Monday, September 12, 2011

Fun at the Mall



I have been recuperating this past week.

I was on my way to the mall for a little jogging and girl watching, actually very little jogging and a lot of girl watching.

I was coming out of the shade of the parking garage into the glare of the sunlight. I could not see well for the glare. I heard a banshee scream right behind me. A high pitched woman's voice called out “George” and a string of curses accusing George of being putrefied, the child of unwed parents, and an indulger in various vulgar, depraved and physically impossible sexual activities. I am not George, but I turned to see what the yelling was about.
__________________________________________________
• [Task set]
A - Decide whether each statement agrees with the mall post. Answer yes or no for each and quote the words from the post that decide it.
(i) The narrator is named George.
(ii) The narrator went to the mall mainly to jog.
(iii) The sunlight's glare made it hard for the narrator to see.
B - Continue the mall post from its last sentence.

Stored items from a collection
__________________________________________________
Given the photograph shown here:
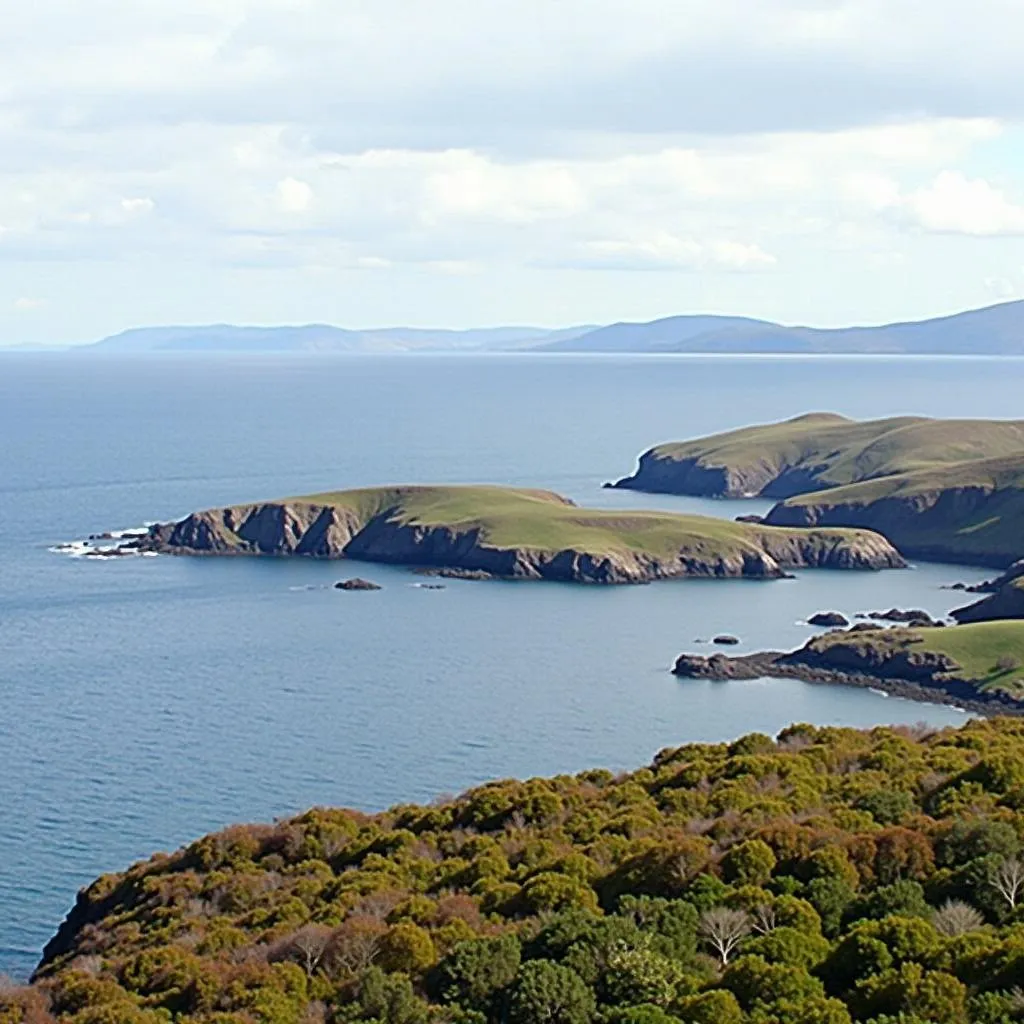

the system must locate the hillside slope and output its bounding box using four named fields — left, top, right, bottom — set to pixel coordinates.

left=16, top=720, right=1024, bottom=1024
left=612, top=413, right=1024, bottom=567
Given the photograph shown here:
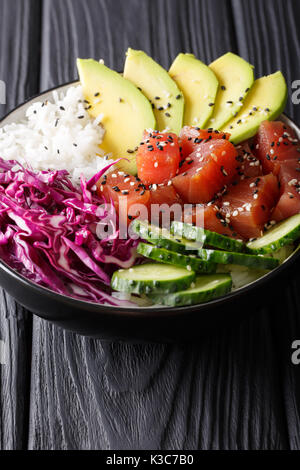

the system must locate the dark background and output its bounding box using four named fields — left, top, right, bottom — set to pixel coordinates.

left=0, top=0, right=300, bottom=450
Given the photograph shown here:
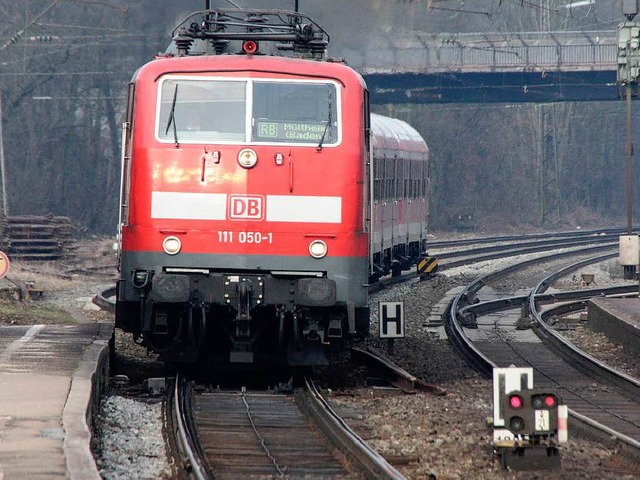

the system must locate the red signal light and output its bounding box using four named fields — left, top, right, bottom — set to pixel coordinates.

left=509, top=395, right=522, bottom=408
left=242, top=40, right=258, bottom=55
__________________________________________________
• [Solved tasks]
A -
(i) No: "I am not George"
(ii) No: "actually very little jogging and a lot of girl watching"
(iii) Yes: "I could not see well for the glare."

B -
While turning I saw small ax swinging my way, seemingly in slow motion. It was a woman with uncombed hair, looking like she hadn't bathed in a very long time. I could not move I was so astonished. All I could do was watch as it swung toward me. I felt it cut into my neck. I remember thinking that I am dead, that this first blow would cut jugular vein and I there is no way I was going to survive that, let alone the next one. I fell taking the ax with me. I could see her crazed eyes open in surprise. “You're not George.” she said. She turned and ran. I don't remember a lot after that. Security guards, a trip to the hospital and a lot of people poking and prodding. It seems that by turning I may have foiled a stroke at the jugular and ending up with a slice in the neck. A number of stitches, a whole lot of forms filled out for police and doctors and I was sent home.

I am going to have a souvenir for a while. No one seems to have any idea who the woman was. I am wondering who George. I am very glad I am not him. I don't think I want to add either one of them to my friends list.